■ **Attività da svolgere**
• A. In una-tre frasi, spiega perché, secondo l'estratto su Webb e Berthelot, Webb non proseguì il viaggio verso il Brasile.
• B. Nell'estratto su Webb e Berthelot, in quale luogo si incontrarono per la prima volta i due botanici?
• C. Scrivi il seguito dell'estratto su Webb e Berthelot, partendo dopo l'ultima frase riportata.

■ **Estratto**
++++++

Tra i passeggeri c’era il botanico inglese Philip Barker Webb (1793-1854), intenzionato ad approfittare della sosta per fare qualche bella gita botanica, e in particolare l’immancabile ascesa del Teide. In attesa di trovare una guida, incominciò ad esplorare i dintorni della città e un giorno, del tutto casualmente, incontrò il francese Sabin Berthelot (1794-1880). Il fatidico incontro avvenne nel Barranco del Bufadero nei pressi di Anaga, a nord-ovest di Santa Cruz, dove entrambi erano intenti ad erborizzare. 

 

Webb conosceva già di fama il futuro compagno di avventure e l’intesa fu immediata, come racconta lo stesso Berthelot: «Webb aveva sentito parlare di un botanico francese che esplorava le isole, e un giorno ci incontrammo per caso mentre erborizzavamo nel fondo di un barranco. Per il mio aspetto dovette riconoscermi subito e con tono gioviale mi si avvicinò per parlarmi e farmi qualche domanda. Mai due uomini uniti dalla stessa passione si erano incontrati in modo tanto opportuno: gli stessi gusti, la stessa età, la stessa schiettezza e potrei dire lo stesso modo di essere, se non riconoscessi che il suo carattere era migliore del mio».

Ne nacque una sincera amicizia e un progetto comune: invece di proseguire per il Brasile, Webb si fermò nelle Canarie e per due anni esplorò l’arcipelago insieme a Berthelot. Tornati insieme in Europa nel 1830, iniziarono a scrivere la loro opera monumentale, che richiese vent’anni per essere completata.

 

Due anni di ricerche

  

Eppure, per educazione, origine sociale, esperienze di vita, i due non avrebbero potuto essere più diversi. In ordine di età (li dividevano pochi mesi, essendo nati il primo il 13 luglio 1793, il secondo il 4 aprile 1794), iniziamo dal trentacinquenne Philip Barker Webb che, quando incontrò Berthelot, era già un viaggiatore di lungo corso. Figlio di un lord, che morì quando egli aveva sei anni, lasciandogli un ingente patrimonio, ricevette un’eccellente educazione e a 17 anni fu ammesso al Christ Church College di Oxford, dove poté coltivare sia gli studi classici e linguistici sia le scienze naturali, in particolare la geologia e la botanica. Desiderava soprattutto viaggiare e nel 1815, ventunenne, partì per il suo primo viaggio alla volta dell’Italia. A Venezia incontrò il botanico e umanista italiano Alberto Parolini (1788–1867), con il quale strinse un profondo sodalizio. Per due anni essi visitarono insieme la penisola, quindi andarono in Inghilterra, dove Webb introdusse l’amico negli ambienti scientifici. Quindi viaggiò da solo in Svezia.

++++++

■ **Dati forniti**
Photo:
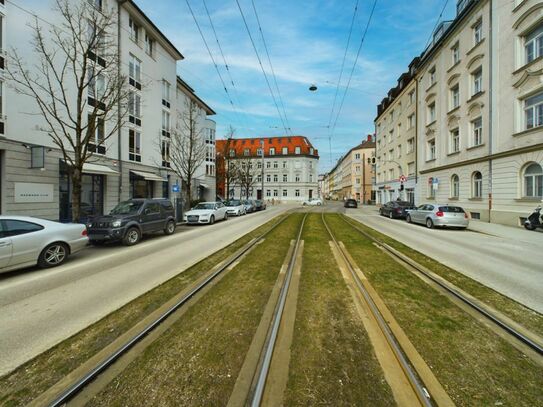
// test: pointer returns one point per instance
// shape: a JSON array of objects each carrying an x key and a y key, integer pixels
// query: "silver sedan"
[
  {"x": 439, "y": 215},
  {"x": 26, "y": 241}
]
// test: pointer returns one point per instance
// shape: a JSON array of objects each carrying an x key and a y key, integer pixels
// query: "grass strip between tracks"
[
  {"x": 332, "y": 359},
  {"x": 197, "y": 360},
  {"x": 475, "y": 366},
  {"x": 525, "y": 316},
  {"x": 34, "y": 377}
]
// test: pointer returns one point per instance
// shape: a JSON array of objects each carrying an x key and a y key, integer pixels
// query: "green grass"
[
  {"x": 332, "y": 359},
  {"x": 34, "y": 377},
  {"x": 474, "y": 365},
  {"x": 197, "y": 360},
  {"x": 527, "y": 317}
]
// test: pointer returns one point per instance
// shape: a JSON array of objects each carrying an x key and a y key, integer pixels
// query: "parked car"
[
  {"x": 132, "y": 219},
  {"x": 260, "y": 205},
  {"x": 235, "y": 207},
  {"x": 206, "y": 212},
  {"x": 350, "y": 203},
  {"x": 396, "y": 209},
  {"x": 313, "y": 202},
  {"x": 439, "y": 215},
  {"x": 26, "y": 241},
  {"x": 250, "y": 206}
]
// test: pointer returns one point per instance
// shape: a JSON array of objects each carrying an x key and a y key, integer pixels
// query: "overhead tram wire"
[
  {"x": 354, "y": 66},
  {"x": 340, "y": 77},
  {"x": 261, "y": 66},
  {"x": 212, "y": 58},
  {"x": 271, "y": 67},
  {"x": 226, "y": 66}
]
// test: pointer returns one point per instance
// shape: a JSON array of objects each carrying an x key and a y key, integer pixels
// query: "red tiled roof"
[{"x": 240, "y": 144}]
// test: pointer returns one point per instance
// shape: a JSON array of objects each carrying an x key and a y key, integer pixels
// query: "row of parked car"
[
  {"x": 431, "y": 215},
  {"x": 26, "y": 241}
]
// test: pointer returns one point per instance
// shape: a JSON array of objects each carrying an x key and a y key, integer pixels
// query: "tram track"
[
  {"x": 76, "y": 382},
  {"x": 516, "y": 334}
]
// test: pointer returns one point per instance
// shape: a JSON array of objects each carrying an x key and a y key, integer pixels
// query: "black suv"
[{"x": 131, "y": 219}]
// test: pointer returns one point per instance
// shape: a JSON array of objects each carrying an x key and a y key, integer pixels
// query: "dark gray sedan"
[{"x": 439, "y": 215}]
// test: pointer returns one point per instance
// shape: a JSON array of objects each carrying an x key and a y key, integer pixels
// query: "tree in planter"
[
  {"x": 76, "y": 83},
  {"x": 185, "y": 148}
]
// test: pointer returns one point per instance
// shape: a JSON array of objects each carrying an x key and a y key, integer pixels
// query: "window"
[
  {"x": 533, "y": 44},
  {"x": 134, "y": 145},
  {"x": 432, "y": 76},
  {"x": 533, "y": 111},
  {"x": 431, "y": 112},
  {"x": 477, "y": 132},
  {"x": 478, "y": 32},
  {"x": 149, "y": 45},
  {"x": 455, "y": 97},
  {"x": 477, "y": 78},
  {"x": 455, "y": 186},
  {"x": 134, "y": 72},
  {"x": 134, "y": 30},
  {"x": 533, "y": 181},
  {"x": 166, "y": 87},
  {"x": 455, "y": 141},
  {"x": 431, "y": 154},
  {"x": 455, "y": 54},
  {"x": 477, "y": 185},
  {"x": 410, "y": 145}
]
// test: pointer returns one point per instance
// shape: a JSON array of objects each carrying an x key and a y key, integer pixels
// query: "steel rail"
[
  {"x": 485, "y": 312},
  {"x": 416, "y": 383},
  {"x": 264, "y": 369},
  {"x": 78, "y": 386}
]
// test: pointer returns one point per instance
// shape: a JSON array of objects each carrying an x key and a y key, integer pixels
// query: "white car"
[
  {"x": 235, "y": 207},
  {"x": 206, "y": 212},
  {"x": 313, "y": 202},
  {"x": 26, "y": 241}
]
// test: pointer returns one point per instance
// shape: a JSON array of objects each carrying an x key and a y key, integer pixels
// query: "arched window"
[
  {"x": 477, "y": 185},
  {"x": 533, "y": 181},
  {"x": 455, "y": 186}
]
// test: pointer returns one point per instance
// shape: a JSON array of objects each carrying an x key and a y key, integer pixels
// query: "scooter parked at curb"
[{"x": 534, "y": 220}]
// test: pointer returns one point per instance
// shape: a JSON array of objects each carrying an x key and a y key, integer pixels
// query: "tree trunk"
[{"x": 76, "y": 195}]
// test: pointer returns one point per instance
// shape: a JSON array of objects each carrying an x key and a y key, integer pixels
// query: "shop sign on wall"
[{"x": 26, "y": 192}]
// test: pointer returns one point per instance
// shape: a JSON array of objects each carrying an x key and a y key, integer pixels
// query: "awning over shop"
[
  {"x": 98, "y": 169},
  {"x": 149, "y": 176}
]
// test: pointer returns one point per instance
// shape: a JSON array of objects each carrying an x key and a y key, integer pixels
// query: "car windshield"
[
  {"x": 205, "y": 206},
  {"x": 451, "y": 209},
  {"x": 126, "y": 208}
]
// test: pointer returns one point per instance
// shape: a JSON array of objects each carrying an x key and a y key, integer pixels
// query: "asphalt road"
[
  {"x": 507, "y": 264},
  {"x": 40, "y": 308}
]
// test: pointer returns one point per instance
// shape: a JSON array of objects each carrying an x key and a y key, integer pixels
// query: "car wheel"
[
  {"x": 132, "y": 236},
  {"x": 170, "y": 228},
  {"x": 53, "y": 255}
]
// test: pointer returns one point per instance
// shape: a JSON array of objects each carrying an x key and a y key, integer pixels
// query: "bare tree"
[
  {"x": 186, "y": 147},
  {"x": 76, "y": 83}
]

++++++

■ **Soluzioni**
• A. Dall'incontro con Berthelot nacquero una sincera amicizia e un progetto comune. Per questo Webb si fermò nelle Canarie e per due anni esplorò l'arcipelago insieme a lui.

• B. Nel Barranco del Bufadero, nei pressi di Anaga, a nord-ovest di Santa Cruz.

• C.
Nel 1819 era di nuovo in Italia, dove Parolini lo attendeva per una spedizione congiunta nel Mediterraneo orientale. La coppia, partita da Napoli il 30 aprile 1819, visitò le isole Ionie, Corinto, Atene, Istanbul, quindi proseguì per l’Asia minore; durante il viaggio di ritorno dalla Turchia a Malta, la loro nave scampò a un attacco di pirati. I due amici poterono così arrivare sani e salvi in Sicilia, e poi a Napoli, dove il viaggio si concluse il 21 giugno 1820.

2 Philip Barker Webb ritratto in costume turco da Lalogero de Bernardis al tempo del suo viaggio in Turchia  

Webb rimase ancora qualche mese in Italia, poi tornò in Inghilterra dove per qualche anno si dedicò allo studio e all’amministrazione della sua tenuta. Ma nel 1825 ripartì, alla volta della Francia meridionale e della Spagna, dove raccolse piante, uccelli, pesci e animali marini. Da Gibilterra, passò in Marocco dove esplorò i monti di Tetouan; poi per dieci mesi studiò la flora del Portogallo. A Lisbona si imbarcò per Madera, dove rimase per cinque mesi, esplorando anche le isole circostanti. Quindi si imbarcò per il Brasile, ma, come già sappiamo, la sua nave fece scalo a Tenerife, e lì avvenne l’incontro con Berthelot che avrebbe cambiato la vita di entrambi.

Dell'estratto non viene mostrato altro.